(Natural language region descriptions)
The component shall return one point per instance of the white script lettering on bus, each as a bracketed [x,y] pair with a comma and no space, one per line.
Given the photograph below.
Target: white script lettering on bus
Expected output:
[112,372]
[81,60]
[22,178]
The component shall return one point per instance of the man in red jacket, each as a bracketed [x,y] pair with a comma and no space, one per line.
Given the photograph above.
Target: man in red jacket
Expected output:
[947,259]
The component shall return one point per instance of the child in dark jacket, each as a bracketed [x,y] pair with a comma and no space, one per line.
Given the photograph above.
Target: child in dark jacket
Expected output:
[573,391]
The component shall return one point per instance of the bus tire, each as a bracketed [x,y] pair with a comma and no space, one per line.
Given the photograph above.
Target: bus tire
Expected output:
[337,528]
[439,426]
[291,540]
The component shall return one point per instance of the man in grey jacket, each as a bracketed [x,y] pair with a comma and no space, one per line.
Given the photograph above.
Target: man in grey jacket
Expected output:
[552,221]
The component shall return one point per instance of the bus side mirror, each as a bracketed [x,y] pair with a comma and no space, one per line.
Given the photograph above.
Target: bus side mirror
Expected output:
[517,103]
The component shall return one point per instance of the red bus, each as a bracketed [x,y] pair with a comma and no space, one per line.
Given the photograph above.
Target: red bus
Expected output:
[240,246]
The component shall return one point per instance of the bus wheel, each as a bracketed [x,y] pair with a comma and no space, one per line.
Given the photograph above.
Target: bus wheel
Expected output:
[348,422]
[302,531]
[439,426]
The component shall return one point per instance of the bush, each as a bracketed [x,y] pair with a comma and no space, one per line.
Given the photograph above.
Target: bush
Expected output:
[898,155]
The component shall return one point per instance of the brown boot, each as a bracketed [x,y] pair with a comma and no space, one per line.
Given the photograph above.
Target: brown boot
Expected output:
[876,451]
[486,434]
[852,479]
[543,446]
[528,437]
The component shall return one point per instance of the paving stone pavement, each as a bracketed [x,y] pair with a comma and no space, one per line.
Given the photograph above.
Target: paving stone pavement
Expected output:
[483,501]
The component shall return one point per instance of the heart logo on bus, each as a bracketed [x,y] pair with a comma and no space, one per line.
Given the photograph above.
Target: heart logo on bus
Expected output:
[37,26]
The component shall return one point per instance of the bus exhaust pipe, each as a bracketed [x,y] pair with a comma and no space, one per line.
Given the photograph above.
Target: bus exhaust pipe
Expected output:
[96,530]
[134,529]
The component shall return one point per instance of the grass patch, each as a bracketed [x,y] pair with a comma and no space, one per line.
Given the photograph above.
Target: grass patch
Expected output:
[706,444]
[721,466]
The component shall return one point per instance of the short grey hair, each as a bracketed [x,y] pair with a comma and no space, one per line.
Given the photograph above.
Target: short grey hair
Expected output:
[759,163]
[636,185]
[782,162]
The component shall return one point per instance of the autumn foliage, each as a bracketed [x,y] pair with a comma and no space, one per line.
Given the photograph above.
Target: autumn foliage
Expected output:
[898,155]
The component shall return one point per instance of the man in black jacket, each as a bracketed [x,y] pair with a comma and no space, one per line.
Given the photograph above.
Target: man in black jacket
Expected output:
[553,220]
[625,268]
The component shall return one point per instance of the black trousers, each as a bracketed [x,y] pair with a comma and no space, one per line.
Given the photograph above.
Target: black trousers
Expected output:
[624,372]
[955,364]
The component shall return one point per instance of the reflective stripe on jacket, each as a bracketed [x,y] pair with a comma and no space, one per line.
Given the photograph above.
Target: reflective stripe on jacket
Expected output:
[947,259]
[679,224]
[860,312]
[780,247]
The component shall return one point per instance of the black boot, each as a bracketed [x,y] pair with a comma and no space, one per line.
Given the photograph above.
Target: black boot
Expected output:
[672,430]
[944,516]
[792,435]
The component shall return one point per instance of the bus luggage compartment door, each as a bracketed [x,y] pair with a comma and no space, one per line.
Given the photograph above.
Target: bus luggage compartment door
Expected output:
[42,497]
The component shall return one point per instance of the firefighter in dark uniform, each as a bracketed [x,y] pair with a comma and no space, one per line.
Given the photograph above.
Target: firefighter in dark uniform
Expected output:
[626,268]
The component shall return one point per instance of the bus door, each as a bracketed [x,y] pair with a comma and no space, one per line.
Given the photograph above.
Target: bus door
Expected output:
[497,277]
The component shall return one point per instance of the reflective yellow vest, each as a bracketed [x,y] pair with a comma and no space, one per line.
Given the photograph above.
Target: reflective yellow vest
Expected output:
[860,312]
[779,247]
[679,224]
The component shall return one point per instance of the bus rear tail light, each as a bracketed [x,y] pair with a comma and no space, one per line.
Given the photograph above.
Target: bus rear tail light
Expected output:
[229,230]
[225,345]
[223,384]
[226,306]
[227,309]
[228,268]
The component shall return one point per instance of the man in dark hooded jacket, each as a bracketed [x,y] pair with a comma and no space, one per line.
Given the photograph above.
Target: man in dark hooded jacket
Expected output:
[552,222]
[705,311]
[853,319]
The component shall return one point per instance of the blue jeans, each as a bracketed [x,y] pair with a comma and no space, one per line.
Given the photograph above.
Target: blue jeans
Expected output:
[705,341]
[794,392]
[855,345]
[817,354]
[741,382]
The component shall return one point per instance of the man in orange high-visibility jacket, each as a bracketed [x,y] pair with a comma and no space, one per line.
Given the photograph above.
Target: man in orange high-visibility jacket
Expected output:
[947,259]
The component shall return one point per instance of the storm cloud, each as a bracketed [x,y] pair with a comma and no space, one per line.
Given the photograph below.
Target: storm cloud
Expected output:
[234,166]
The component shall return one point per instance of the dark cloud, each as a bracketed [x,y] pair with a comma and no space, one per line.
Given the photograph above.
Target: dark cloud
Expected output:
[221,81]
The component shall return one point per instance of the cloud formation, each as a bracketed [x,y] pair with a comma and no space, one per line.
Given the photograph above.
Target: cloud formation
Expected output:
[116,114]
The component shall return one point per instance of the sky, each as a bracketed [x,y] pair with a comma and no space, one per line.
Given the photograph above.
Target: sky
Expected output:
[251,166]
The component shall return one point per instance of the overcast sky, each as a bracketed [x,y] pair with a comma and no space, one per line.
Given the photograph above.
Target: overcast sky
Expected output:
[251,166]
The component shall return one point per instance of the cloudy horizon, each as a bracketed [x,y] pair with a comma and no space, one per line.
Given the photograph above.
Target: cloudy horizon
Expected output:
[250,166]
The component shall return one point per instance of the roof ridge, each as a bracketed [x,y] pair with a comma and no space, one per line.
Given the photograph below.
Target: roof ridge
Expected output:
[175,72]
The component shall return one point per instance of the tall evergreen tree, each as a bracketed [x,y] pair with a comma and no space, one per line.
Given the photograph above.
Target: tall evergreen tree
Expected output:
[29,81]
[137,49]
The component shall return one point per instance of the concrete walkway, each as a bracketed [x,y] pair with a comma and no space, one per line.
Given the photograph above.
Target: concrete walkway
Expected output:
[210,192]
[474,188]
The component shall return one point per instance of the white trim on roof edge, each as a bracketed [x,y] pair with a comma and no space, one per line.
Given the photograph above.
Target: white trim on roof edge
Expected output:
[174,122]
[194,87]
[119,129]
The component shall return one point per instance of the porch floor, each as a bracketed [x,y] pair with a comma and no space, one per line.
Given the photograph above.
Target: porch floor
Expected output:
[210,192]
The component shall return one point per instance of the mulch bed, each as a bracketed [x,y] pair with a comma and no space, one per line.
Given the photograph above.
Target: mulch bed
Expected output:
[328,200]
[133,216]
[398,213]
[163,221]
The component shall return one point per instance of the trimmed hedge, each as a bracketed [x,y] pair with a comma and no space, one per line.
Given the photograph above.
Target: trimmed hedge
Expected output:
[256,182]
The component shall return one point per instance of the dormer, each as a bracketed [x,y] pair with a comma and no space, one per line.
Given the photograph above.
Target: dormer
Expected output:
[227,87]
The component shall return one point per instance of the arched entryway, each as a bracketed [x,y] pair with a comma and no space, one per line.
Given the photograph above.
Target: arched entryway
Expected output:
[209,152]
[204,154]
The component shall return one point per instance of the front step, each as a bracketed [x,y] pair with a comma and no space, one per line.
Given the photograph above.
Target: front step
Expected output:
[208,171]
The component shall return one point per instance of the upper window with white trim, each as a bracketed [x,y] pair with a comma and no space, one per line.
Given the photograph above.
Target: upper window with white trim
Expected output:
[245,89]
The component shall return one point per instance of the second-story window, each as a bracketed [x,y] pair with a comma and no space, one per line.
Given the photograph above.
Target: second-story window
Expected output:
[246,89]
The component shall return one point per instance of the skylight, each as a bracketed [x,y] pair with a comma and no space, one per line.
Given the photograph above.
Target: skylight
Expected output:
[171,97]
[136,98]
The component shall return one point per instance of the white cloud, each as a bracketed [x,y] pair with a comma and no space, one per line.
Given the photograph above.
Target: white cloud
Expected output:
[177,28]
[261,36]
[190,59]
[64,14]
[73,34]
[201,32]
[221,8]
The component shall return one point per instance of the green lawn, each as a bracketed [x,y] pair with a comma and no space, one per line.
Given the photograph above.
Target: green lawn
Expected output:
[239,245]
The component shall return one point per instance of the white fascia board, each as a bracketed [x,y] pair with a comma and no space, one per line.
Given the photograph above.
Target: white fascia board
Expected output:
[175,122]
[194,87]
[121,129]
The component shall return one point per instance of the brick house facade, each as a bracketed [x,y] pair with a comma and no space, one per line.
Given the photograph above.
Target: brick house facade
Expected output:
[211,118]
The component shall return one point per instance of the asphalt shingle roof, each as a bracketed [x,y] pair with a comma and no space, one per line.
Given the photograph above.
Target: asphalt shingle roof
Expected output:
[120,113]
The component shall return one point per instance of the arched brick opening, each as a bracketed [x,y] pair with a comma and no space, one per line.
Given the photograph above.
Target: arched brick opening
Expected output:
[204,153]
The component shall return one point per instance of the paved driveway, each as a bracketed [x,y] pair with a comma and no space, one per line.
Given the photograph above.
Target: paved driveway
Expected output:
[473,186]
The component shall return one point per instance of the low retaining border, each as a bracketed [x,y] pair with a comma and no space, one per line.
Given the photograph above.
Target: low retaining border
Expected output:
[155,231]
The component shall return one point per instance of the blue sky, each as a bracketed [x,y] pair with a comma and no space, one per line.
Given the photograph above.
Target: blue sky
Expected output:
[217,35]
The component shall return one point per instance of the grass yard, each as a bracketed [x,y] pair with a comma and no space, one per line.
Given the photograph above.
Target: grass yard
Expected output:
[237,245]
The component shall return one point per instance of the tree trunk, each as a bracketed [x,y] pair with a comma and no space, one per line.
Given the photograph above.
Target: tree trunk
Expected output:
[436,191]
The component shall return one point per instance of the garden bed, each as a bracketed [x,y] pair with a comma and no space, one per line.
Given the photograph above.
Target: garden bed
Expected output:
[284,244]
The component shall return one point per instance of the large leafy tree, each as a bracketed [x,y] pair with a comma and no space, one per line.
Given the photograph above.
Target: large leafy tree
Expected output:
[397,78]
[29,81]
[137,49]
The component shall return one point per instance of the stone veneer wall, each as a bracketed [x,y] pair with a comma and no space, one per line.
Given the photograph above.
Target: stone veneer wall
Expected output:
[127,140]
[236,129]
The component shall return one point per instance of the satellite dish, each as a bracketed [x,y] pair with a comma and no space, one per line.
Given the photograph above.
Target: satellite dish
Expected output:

→ WHAT THIS TASK INVOLVES:
Among the records above, count the lines that include the word "rear" and state the number by itself.

→ RESPONSE AREA:
2